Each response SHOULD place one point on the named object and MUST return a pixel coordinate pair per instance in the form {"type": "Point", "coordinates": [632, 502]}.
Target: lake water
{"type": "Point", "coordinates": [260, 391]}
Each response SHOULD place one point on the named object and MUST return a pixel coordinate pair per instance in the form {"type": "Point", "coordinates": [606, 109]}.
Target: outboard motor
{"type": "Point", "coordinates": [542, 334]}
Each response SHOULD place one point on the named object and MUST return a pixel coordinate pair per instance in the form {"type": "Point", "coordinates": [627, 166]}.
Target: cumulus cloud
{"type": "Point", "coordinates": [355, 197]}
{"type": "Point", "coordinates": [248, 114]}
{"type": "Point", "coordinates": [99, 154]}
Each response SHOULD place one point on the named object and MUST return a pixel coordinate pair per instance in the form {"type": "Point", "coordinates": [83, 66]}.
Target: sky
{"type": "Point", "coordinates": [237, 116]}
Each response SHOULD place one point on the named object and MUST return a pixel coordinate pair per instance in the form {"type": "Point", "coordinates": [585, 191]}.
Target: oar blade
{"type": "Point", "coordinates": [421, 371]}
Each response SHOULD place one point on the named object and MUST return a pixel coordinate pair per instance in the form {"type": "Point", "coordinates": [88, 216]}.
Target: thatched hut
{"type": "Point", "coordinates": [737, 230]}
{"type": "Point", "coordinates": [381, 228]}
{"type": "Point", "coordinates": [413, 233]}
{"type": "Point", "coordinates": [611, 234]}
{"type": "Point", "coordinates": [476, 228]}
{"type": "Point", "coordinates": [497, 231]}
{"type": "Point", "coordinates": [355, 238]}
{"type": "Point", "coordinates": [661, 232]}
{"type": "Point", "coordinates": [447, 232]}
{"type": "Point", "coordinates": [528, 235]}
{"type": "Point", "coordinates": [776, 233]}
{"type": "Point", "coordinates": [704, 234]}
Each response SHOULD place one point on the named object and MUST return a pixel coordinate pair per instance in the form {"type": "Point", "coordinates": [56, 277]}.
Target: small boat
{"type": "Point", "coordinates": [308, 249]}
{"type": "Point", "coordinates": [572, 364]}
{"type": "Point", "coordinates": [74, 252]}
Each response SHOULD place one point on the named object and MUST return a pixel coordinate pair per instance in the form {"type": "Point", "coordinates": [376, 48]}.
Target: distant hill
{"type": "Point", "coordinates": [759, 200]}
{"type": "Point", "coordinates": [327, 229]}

================

Print the material once more, exactly.

Each response SHOULD place one point on the named object and MUST return a pixel coordinate pair per instance in the form {"type": "Point", "coordinates": [632, 502]}.
Target: lake water
{"type": "Point", "coordinates": [260, 391]}
Each response SHOULD place one point on the named object and MUST return a pixel coordinate pair per instance in the form {"type": "Point", "coordinates": [606, 109]}.
Target: outboard motor
{"type": "Point", "coordinates": [542, 334]}
Each response SHOULD place one point on the named object and MUST return a pixel coordinate pair per instance in the form {"type": "Point", "coordinates": [627, 166]}.
Target: cumulus cloud
{"type": "Point", "coordinates": [355, 197]}
{"type": "Point", "coordinates": [248, 114]}
{"type": "Point", "coordinates": [99, 154]}
Each response SHOULD place one point on the named object and MUST return a pixel coordinate pair per instance in the form {"type": "Point", "coordinates": [83, 66]}.
Target: sky
{"type": "Point", "coordinates": [237, 116]}
Each response SHOULD place one point on the named object and MUST return a pixel coordinate pair per instance in the form {"type": "Point", "coordinates": [585, 191]}.
Target: oar blade
{"type": "Point", "coordinates": [421, 371]}
Each response SHOULD place one point on the named object and MUST return a pixel coordinate pair per instance in the form {"type": "Point", "coordinates": [88, 216]}.
Target: thatched hut
{"type": "Point", "coordinates": [737, 230]}
{"type": "Point", "coordinates": [381, 228]}
{"type": "Point", "coordinates": [413, 233]}
{"type": "Point", "coordinates": [611, 234]}
{"type": "Point", "coordinates": [476, 228]}
{"type": "Point", "coordinates": [497, 231]}
{"type": "Point", "coordinates": [355, 238]}
{"type": "Point", "coordinates": [661, 232]}
{"type": "Point", "coordinates": [447, 232]}
{"type": "Point", "coordinates": [528, 235]}
{"type": "Point", "coordinates": [776, 233]}
{"type": "Point", "coordinates": [704, 234]}
Each response SHOULD place one point on the named object and MUST return a pixel coordinate pair per instance in the form {"type": "Point", "coordinates": [56, 277]}.
Target: small boat
{"type": "Point", "coordinates": [308, 249]}
{"type": "Point", "coordinates": [572, 364]}
{"type": "Point", "coordinates": [74, 252]}
Each response SHOULD place one point on the named object and MUST return a pixel coordinate pair per instance in the form {"type": "Point", "coordinates": [376, 48]}.
Target: distant hill
{"type": "Point", "coordinates": [759, 200]}
{"type": "Point", "coordinates": [327, 229]}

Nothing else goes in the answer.